§ Required action:
Can you give all the records again without altering a single character?

§ Dataset records:

★ ★ ★ ★ ★ ★ ★

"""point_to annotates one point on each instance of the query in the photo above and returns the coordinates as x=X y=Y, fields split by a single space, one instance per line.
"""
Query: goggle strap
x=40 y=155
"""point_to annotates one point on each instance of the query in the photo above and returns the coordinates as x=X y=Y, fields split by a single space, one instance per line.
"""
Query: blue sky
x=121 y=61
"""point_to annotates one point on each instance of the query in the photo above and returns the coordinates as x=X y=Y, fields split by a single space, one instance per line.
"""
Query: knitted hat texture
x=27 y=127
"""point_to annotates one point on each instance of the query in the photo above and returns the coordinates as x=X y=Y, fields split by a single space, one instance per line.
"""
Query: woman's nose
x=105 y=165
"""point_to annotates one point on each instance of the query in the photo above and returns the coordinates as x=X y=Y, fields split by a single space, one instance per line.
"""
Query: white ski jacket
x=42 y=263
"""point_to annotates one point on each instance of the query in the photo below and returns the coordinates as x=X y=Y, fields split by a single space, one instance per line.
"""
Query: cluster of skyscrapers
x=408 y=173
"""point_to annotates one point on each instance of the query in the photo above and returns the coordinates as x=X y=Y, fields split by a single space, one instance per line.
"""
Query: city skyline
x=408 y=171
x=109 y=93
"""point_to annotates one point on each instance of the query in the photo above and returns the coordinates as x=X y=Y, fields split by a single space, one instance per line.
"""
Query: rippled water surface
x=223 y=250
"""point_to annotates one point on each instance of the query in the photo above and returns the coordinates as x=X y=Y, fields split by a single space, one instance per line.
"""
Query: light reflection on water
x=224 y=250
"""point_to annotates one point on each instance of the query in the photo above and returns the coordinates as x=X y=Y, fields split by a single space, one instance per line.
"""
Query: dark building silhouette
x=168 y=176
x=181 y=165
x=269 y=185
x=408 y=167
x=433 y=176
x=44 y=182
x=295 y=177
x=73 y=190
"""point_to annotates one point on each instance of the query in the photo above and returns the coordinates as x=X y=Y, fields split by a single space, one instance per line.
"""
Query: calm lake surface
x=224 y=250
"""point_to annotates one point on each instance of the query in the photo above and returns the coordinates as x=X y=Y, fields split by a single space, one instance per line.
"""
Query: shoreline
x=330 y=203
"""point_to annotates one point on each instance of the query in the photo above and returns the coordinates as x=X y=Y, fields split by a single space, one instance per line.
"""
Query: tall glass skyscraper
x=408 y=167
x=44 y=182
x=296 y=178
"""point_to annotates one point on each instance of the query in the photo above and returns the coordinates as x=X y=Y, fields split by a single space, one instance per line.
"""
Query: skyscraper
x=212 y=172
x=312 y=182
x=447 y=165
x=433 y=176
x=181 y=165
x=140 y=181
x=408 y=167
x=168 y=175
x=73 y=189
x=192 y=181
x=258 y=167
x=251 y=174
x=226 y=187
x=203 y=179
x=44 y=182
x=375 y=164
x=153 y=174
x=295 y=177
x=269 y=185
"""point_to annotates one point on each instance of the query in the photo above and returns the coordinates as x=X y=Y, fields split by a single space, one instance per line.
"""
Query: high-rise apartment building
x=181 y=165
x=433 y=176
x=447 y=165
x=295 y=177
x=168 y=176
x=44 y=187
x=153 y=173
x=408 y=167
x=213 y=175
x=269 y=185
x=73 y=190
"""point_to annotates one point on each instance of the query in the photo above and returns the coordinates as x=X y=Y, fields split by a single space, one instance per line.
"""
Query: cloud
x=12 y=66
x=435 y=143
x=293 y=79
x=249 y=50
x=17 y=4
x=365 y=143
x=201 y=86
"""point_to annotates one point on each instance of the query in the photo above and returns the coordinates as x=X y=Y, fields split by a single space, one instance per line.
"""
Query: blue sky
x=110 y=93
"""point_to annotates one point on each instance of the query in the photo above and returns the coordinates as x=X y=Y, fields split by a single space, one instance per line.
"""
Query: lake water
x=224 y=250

★ ★ ★ ★ ★ ★ ★

§ Finished exercise:
"""point_to annotates one point on each instance of the query in the photo above and returns the coordinates as x=X y=Y, fields split by a single space, one instance per line.
"""
Query: goggle strap
x=40 y=155
"""point_to annotates one point on each instance of the query in the photo above and returns the coordinates as x=X y=Y, fields split by a single space, one instance per line.
"""
Query: blue sky
x=121 y=61
"""point_to annotates one point on each instance of the query in the photo above and returns the coordinates as x=X y=Y, fields split by a single space, one instance per line.
"""
Query: knitted hat texture
x=27 y=127
"""point_to annotates one point on each instance of the query in the photo above and returns the coordinates as x=X y=Y, fields split by a single space, one instance per line.
"""
Query: woman's nose
x=105 y=165
"""point_to annotates one point on each instance of the query in the photo above and returns the coordinates as x=X y=Y, fields split by a single space, one instance per line.
"""
Query: white ski jacket
x=42 y=263
"""point_to annotates one point on each instance of the query in the photo below and returns the coordinates as x=X y=Y, fields split by a single space, one instance per line.
"""
Query: cluster of skyscrapers
x=408 y=173
"""point_to annotates one point on each instance of the query in the photo above and returns the coordinates as x=X y=Y, fields split by a single space, one instance per line.
"""
Query: city skyline
x=408 y=171
x=109 y=93
"""point_to annotates one point on each instance of the query in the photo above and returns the coordinates as x=X y=Y, fields split by a single space, one instance per line.
"""
Query: rippled water surface
x=223 y=250
"""point_to annotates one point on each instance of the query in the photo above and returns the coordinates as x=X y=Y, fields split by a single space, one instance per line.
"""
Query: light reflection on water
x=224 y=250
"""point_to annotates one point on each instance of the query in the photo above and returns the coordinates as x=X y=Y, fields split by a single space, one instance per line.
"""
Query: dark building silhouette
x=168 y=176
x=181 y=165
x=269 y=185
x=408 y=167
x=433 y=176
x=44 y=182
x=295 y=177
x=73 y=190
"""point_to annotates one point on each instance of the query in the photo above and returns the coordinates as x=X y=Y, fields split by a single space, one instance per line.
"""
Query: calm lake surface
x=224 y=250
"""point_to annotates one point on each instance of the query in the photo above and returns the coordinates as x=X y=Y, fields split by a single space, one instance per line.
"""
Query: shoreline
x=330 y=203
"""point_to annotates one point on each instance of the query in the photo above and returns the coordinates as x=X y=Y, fields split by a single space, one instance per line.
"""
Query: tall glass skyscraper
x=408 y=167
x=44 y=182
x=296 y=178
"""point_to annotates one point on each instance of the query in the photo above and returns the coordinates as x=X y=Y, fields split by a single space, one instance per line.
"""
Query: skyscraper
x=212 y=172
x=312 y=182
x=447 y=165
x=433 y=176
x=181 y=165
x=140 y=181
x=408 y=167
x=168 y=175
x=73 y=189
x=192 y=181
x=258 y=167
x=251 y=174
x=226 y=187
x=203 y=179
x=44 y=182
x=375 y=164
x=153 y=174
x=295 y=177
x=269 y=185
"""point_to annotates one point on each instance of the query in the photo above and returns the coordinates as x=X y=Y, fields split by a single space, one instance per line.
"""
Query: high-rise apartment building
x=181 y=165
x=433 y=176
x=447 y=165
x=295 y=177
x=168 y=176
x=44 y=187
x=153 y=173
x=408 y=167
x=213 y=175
x=269 y=185
x=73 y=190
"""point_to annotates one point on each instance of the query in the photo above and returns the coordinates as x=X y=Y, fields split by a single space, one instance per line.
"""
Query: cloud
x=12 y=66
x=435 y=143
x=293 y=79
x=249 y=50
x=17 y=4
x=365 y=143
x=201 y=86
"""point_to annotates one point on each instance of the query in the photo above and returns the coordinates as x=X y=Y, fields split by a single space, one instance per line.
"""
Query: blue sky
x=110 y=93
"""point_to annotates one point on each instance of the query in the photo above and returns the coordinates as x=X y=Y, fields split by a single space, one instance per line.
"""
Query: lake water
x=224 y=250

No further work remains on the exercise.